→ **WHAT IS NEEDED**
Rewrite the entries below as a JSON list of strings, one string per line, skipping blank lines and leaving out the pictures.

→ **DATASET RECORDS**
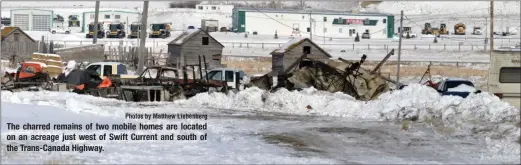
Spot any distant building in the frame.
[2,17,11,26]
[195,4,233,15]
[81,10,140,34]
[232,8,395,38]
[270,38,331,75]
[2,27,38,62]
[167,29,224,69]
[10,9,54,31]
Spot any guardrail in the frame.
[58,41,516,51]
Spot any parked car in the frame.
[50,26,71,34]
[436,78,481,98]
[362,32,371,39]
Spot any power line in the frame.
[244,1,397,39]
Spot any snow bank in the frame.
[2,84,520,159]
[2,84,520,122]
[176,84,519,122]
[447,84,476,92]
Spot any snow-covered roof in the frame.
[25,61,47,68]
[170,29,199,45]
[270,38,332,57]
[168,29,224,47]
[233,7,394,16]
[273,38,304,53]
[34,53,61,58]
[89,62,122,66]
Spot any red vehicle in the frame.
[2,62,51,90]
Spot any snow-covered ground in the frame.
[2,84,520,164]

→ **RESPONSE TO THE TASK**
[
  "Spot any distant building in the frame.",
  "[2,17,11,26]",
  "[195,4,233,15]",
  "[81,10,140,34]",
  "[232,8,395,38]",
  "[270,38,331,75]",
  "[2,27,38,62]",
  "[167,29,224,69]",
  "[10,9,54,31]",
  "Spot any guardrail in the frame.",
  "[58,41,516,51]",
  "Spot any parked car in the frame.",
  "[50,26,71,34]",
  "[436,78,481,98]",
  "[362,32,371,39]",
  "Spot any power line in the frame.",
  "[244,1,397,39]",
  "Spot any snow bank in the frame.",
  "[2,84,520,159]",
  "[2,84,520,122]",
  "[176,84,519,122]",
  "[447,84,476,92]",
  "Spot any snow-covered roof in the frame.",
  "[25,61,47,68]",
  "[170,29,199,45]",
  "[270,38,332,57]",
  "[168,29,224,47]",
  "[233,7,394,16]",
  "[273,38,304,53]",
  "[34,53,61,58]",
  "[89,62,122,66]",
  "Spot any red vehicle in the frame.",
  "[2,62,51,90]",
  "Spot any snow-covered ground in the frame.",
  "[2,84,520,164]"
]